* [Aim of the exercise]: Count the lines in the records below that contain the string "water", where uppercase and lowercase letters are treated as different. Reply with the number only.

* [Entries supplied]:
- - - -

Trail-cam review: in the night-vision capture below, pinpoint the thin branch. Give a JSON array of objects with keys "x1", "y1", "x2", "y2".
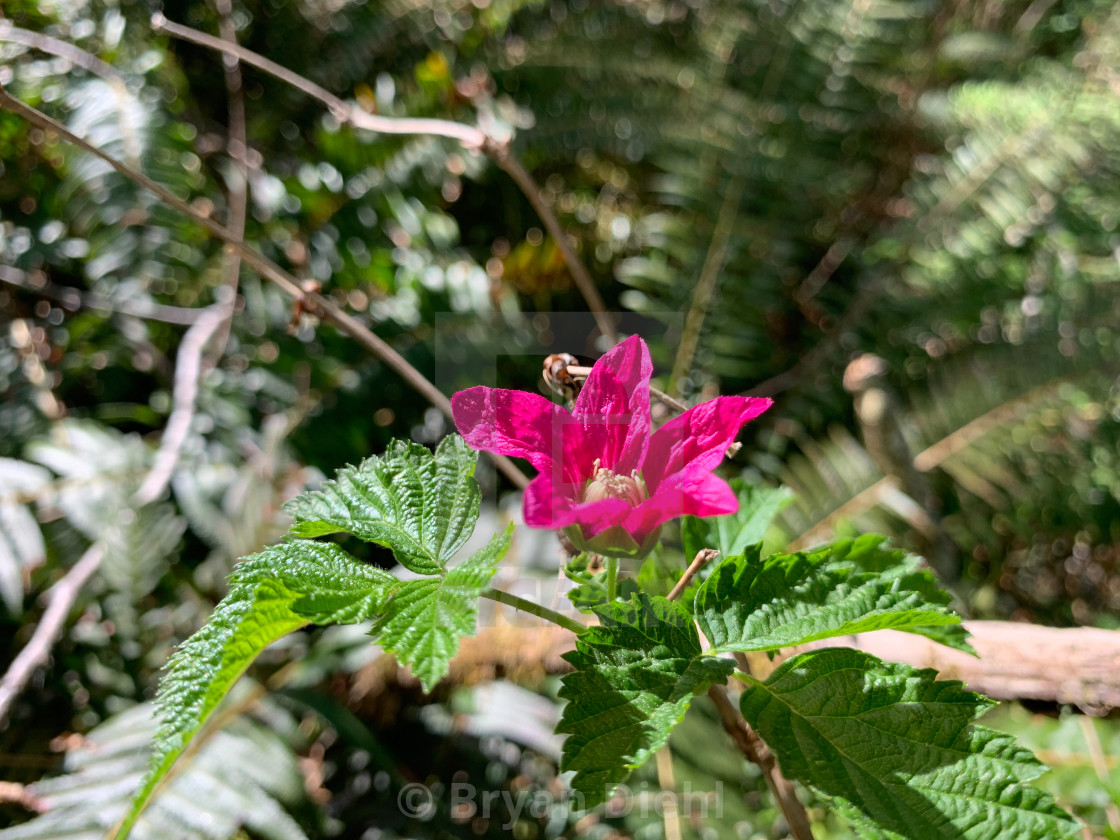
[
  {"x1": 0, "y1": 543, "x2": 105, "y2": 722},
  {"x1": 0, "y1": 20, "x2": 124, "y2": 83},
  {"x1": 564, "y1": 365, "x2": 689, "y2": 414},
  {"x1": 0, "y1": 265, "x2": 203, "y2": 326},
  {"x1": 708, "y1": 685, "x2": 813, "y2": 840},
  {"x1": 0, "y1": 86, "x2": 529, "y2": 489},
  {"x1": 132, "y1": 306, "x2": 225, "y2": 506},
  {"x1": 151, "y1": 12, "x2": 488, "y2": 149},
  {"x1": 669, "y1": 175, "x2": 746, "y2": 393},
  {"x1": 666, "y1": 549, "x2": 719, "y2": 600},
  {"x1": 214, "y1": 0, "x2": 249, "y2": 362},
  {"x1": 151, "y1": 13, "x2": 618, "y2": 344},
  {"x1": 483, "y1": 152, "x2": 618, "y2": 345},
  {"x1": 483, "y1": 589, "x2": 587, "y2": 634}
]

- - - -

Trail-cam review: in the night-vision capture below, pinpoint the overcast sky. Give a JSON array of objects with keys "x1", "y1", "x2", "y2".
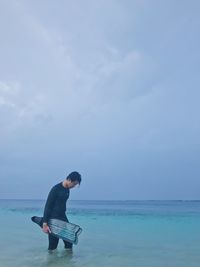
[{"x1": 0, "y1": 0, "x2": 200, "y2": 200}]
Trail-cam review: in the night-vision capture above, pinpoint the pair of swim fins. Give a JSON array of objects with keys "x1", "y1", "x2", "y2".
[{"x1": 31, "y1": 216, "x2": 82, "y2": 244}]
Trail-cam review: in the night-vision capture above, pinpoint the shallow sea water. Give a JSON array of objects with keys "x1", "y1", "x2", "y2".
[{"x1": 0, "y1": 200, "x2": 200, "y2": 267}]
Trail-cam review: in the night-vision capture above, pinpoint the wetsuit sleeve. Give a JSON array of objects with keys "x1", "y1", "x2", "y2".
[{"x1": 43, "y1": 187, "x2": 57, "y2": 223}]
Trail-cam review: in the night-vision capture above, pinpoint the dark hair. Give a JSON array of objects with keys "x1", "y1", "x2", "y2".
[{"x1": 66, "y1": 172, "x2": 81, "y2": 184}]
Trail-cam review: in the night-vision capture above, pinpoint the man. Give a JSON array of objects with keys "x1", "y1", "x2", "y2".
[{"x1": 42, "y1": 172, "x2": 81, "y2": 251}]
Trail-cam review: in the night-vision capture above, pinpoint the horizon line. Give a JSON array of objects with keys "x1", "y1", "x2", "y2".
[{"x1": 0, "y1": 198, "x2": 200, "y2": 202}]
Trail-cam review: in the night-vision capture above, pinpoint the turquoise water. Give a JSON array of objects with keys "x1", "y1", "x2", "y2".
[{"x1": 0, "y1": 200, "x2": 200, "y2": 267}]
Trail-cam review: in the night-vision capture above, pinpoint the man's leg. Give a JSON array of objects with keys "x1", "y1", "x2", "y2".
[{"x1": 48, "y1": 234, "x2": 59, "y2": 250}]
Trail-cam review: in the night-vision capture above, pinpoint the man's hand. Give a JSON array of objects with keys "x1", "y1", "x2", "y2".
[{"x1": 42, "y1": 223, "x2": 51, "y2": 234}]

- - - -

* [Result]: 2